WHAT TO WORK ON: Using the excerpt about the Brewers cards, explain in one to three sentences why the writer especially values the Mariners Chris Bosio card.

# Start of EXCERPT

Marc sent me a whole host of great Brewers cards from a number of different sets and years. These are some of the cards from the early and mid-1990s. 

I especially appreciate the Mariners Chris Bosio card because that is the kind of card I miss when putting together my want lists. Perhaps some day, when I have finished putting my want lists together completely, I'll go back and review all the photos from all the sets looking for cameos and "traded" cards like this one where the card issuer didn't try to repaint the player into his new uniform, as Topps almost always does.

Kenny Felder's Gold Topps card is in here as a reminder to everyone who watches drafts that not every player who is drafted makes it. Most don't, in fact. I feel like teams have gotten better at making first round selections count, but there are always guys who either provide high upside or who look good on paper and then don't pan out. The Brewers picked Felder 6 picks after the Yankees selected Derek Jeter and 11 picks before the Pirates selected Jason Kendall.

# End of EXCERPT
# Start of GIVEN ENTRIES

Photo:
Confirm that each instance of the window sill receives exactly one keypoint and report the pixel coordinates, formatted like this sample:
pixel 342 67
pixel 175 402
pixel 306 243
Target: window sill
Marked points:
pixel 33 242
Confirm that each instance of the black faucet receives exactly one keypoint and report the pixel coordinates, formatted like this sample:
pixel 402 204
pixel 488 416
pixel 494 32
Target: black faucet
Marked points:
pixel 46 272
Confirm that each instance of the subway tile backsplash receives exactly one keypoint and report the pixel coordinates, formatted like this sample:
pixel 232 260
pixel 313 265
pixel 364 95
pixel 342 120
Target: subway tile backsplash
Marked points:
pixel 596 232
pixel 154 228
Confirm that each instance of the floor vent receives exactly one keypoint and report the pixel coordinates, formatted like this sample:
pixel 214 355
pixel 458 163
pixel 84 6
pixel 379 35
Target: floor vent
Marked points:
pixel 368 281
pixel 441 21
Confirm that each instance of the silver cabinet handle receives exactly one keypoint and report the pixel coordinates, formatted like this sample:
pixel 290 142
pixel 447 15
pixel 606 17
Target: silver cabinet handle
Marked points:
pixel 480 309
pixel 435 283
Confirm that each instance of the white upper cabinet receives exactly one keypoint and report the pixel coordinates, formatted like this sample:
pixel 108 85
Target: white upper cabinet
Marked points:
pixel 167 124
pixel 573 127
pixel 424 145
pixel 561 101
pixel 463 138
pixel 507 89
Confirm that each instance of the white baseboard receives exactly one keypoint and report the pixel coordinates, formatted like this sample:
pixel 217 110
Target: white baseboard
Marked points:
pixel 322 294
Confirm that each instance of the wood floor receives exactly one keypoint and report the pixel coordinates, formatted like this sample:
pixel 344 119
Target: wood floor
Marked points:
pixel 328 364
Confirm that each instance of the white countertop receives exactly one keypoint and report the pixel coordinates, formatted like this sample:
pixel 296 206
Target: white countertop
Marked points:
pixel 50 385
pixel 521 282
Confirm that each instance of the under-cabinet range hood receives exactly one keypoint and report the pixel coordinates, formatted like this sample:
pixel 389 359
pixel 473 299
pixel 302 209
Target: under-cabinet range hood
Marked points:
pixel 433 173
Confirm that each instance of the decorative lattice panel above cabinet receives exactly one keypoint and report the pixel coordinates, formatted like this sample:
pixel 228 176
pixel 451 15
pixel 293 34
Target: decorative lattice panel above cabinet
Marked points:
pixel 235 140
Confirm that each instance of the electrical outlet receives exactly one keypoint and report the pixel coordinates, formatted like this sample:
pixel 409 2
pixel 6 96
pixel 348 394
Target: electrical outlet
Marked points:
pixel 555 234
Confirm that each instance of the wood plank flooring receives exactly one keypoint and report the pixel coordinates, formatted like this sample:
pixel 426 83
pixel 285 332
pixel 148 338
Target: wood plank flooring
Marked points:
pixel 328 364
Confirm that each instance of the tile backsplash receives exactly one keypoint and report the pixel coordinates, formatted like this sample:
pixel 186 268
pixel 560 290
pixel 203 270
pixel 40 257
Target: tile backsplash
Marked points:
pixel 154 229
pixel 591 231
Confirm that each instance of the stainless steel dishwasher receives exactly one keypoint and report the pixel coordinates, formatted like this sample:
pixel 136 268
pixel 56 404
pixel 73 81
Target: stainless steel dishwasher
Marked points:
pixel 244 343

# End of GIVEN ENTRIES

RESPONSE TO THIS TASK: The writer especially appreciates the Chris Bosio card because it is the kind of card the writer misses when putting together want lists. It is a "traded" card on which the issuer didn't try to repaint the player into his new uniform.